WORK INSTRUCTIONS:
Would you transcribe the line containing "the dried seed" and every line after it, through the end of the records below, exactly and with nothing else?

EXTRACTED MATERIAL:
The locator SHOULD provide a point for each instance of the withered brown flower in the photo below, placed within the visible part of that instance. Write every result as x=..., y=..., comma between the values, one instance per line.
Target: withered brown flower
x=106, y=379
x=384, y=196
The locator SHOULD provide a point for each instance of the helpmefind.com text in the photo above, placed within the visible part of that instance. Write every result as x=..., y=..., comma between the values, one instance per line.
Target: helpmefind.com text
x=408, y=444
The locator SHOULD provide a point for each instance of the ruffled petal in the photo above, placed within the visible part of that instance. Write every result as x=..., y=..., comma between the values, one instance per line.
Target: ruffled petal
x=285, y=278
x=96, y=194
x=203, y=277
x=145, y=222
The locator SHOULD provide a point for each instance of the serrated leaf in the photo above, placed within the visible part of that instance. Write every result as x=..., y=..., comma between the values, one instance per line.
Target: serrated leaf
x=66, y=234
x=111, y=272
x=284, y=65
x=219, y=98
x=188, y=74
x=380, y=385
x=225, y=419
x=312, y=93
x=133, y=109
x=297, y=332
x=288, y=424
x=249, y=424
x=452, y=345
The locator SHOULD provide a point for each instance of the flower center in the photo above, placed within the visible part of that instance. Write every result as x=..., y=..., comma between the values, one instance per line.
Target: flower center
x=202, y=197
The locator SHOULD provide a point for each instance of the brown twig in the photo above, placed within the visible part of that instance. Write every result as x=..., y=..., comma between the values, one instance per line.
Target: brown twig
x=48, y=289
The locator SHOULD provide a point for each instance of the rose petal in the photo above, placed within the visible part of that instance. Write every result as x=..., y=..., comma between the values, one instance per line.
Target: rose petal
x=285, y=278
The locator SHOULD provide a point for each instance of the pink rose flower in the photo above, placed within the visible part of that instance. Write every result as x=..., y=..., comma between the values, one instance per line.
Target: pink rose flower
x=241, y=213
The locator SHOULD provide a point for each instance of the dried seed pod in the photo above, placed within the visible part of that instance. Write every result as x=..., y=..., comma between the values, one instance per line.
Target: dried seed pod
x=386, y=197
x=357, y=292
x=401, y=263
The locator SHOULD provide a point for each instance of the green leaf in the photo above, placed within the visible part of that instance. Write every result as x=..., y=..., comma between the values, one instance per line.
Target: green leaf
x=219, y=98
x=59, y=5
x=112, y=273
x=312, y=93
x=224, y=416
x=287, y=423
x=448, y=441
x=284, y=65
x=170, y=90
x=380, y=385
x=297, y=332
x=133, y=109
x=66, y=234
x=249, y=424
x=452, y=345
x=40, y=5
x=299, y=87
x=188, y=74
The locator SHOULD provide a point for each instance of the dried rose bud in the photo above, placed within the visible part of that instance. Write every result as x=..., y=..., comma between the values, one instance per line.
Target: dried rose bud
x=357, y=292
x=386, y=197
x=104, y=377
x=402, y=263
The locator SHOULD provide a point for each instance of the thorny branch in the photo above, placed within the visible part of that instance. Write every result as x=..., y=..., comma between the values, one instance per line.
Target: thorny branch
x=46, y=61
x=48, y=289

SOLUTION:
The locator SHOULD provide a point for each instance of the dried seed pod in the photo above, placed within the visible part of that instance. Write every result as x=..., y=..., comma between the values, one instance per line.
Target: dried seed pod
x=386, y=197
x=357, y=292
x=401, y=263
The locator SHOULD provide a point for each instance of the green leaf in the photo above, placed within the visible part of that instance. Write every result as x=..., y=..., comma between the values, one instance per line.
Target: green leaf
x=219, y=98
x=59, y=5
x=112, y=273
x=312, y=93
x=224, y=416
x=287, y=423
x=448, y=441
x=284, y=65
x=170, y=90
x=380, y=385
x=297, y=332
x=133, y=109
x=66, y=234
x=249, y=424
x=452, y=345
x=40, y=5
x=299, y=87
x=188, y=74
The locator SHOULD provide a point for each instance of the dried rose bud in the photo above, placed within the visible part of that instance. Write every result as x=..., y=..., comma between the values, one instance per line.
Target: dried rose bud
x=357, y=292
x=386, y=197
x=104, y=377
x=402, y=263
The locator SHOULD provide a point for each instance of the thorny branch in the photo above, placed within the visible part of that instance. Write every result as x=..., y=..., comma between the values, one instance per line.
Target: thorny branch
x=46, y=61
x=48, y=289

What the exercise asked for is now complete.